• Excerpt to read:

[Start]

By road, I live a couple hours from Alva, so I finally took a day trip down there to try to find the gravestones of the Ellers. The Alva Municipal Cemetery is on the city's website, and I had map and block numbers in hand as I searched. I had mixed results. I found some of the graves, but some appeared to be missing...literally. The area where Nick F. Eller is buried next to his son and a daughter-in-law is isolated from the next nearest stones by a considerable area of empty lawn. According to the website, I should have found more Eller graves and a Ditzenberger nearby. They were not present, and I can only conclude they were never marked or the stones are lost.
Nevertheless, I was able to photograph these three:
The shadow across Ray Eller's stone is cast by a marker placed by the American Legion. All the servicemen at the cemetery had them. Nick F. Eller is Ray's father, and Mattie was Ray's wife.

[End]

• Dataset content:
[Start]

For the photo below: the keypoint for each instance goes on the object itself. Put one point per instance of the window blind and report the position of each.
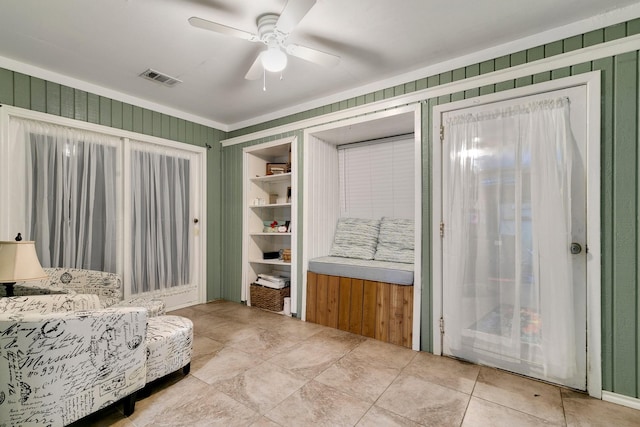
(377, 178)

[End]

• Task directions: Please carry on the account of the trip to the Alva cemetery from the point where it stops.

• Task answer:
Nick's stone is particularly interesting because of the birthdate of 1850. Census records provide inconsistent numbers for this. After leaving MO, the trend for Nick is that the birthdate becomes earlier and earlier. On the 1895 KS census, he claims 1861, but by 1930, he claims he was born as early as 1850, the date that appears on his stone two years later. I have to admit to consternation, especially for his dear mother who has had her child-bearing years pushed back to a state of unbelievability.
Despite the date, 1850, carved in stone, I'm inclined to accept the date provided on the 1880, MO census when Nick's father is probably the source of information. That birthdate is 1865 in Illinois. When compared to the ages of his brother, sister, mother and subsequent children, that date is reasonable.
Feel free to copy the photos. In fact, I would be pleased if they were used and the memory of this interesting family preserved. If anyone has questions (or information to add), please leave a comment.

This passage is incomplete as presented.